■ GOAL:
In the material below, repeat only the lines from the one that holds "[mark] boy's nose" through the final line, exactly as they stand.

■ DATASET CONTENT:
------------------------------

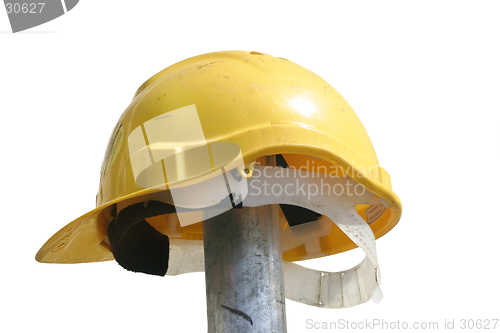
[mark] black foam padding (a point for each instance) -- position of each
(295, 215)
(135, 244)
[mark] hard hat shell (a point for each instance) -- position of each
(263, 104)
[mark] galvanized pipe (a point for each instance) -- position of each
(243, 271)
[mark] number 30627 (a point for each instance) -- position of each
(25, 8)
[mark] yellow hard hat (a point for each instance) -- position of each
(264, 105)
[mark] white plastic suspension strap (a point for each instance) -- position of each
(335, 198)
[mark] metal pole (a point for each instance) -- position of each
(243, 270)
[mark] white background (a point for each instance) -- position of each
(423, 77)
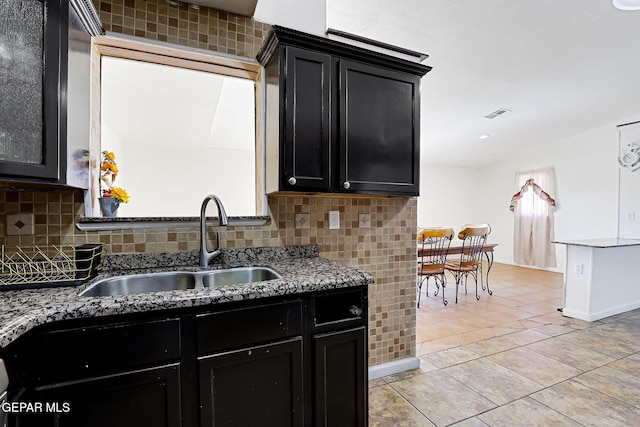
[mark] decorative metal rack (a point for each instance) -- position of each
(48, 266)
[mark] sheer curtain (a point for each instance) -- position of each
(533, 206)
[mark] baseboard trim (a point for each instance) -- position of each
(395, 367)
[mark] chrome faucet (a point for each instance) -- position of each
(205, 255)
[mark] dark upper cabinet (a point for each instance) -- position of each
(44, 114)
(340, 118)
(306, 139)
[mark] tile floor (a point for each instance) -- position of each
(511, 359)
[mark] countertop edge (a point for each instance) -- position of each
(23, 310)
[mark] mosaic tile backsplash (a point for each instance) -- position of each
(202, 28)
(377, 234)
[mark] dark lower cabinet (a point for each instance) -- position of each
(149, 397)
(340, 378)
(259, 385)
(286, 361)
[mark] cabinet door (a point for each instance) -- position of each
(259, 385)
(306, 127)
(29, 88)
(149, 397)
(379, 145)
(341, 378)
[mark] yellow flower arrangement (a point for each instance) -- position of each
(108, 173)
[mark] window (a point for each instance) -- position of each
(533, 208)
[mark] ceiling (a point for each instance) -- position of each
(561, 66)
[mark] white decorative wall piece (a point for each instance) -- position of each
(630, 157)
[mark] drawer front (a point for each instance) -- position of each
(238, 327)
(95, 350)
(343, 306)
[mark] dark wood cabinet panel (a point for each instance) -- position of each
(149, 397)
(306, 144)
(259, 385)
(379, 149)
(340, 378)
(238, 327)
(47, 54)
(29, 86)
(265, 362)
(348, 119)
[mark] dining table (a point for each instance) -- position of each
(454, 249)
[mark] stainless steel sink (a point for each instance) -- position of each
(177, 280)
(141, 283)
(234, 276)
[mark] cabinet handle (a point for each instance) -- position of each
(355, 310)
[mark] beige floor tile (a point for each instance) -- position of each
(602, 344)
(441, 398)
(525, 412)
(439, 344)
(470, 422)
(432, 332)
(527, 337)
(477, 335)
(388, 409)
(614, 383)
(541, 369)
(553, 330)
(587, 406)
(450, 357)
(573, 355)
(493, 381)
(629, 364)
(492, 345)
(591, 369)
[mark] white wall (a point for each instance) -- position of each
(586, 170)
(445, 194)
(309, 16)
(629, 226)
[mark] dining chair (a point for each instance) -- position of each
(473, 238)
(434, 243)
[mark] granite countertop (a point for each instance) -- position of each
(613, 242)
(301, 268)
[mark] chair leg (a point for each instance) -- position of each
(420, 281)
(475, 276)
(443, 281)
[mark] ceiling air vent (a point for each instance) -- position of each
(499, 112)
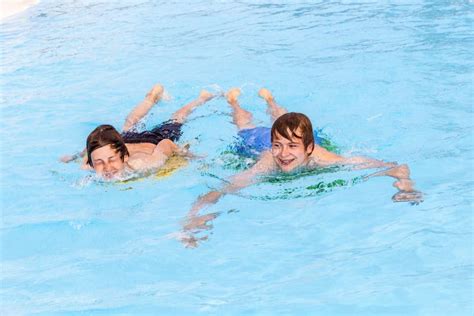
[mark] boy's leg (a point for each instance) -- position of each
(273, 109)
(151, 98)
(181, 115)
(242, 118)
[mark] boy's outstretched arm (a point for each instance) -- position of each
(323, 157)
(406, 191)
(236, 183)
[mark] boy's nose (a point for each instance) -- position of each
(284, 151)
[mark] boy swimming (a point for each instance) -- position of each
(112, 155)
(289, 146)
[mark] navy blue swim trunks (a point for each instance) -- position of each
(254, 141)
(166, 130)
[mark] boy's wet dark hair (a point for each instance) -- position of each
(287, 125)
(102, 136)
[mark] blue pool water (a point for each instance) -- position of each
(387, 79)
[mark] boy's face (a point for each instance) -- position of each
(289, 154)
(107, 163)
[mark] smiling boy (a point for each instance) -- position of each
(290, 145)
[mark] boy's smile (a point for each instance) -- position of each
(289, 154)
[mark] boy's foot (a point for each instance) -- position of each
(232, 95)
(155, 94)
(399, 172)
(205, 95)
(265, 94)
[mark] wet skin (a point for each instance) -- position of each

------------------------------

■ CORRECT RESULT:
[mark] boy's nose (a point for each instance) -- position of each
(284, 151)
[mark] boy swimming (a point for each instance) -- position of each
(112, 155)
(289, 146)
[mark] navy blue swim trunks (a point for each instance) -- position of each
(254, 141)
(166, 130)
[mark] boy's wet dark hair (a point for each instance) -- position of each
(287, 125)
(102, 136)
[mark] blue pool water (a point for each instance) -- position of each
(387, 79)
[mark] boy's face (a point for each instance) -- position of each
(289, 154)
(107, 163)
[mark] smiling boy (a point for each instance) -- position of each
(290, 145)
[mark] boy's smile (a point for each instance) -- position of each
(289, 154)
[mark] boy's foot (a point for each instance) -- position of each
(232, 95)
(155, 94)
(399, 172)
(205, 95)
(265, 94)
[mark] wet skin (a point for each instance) -- position of each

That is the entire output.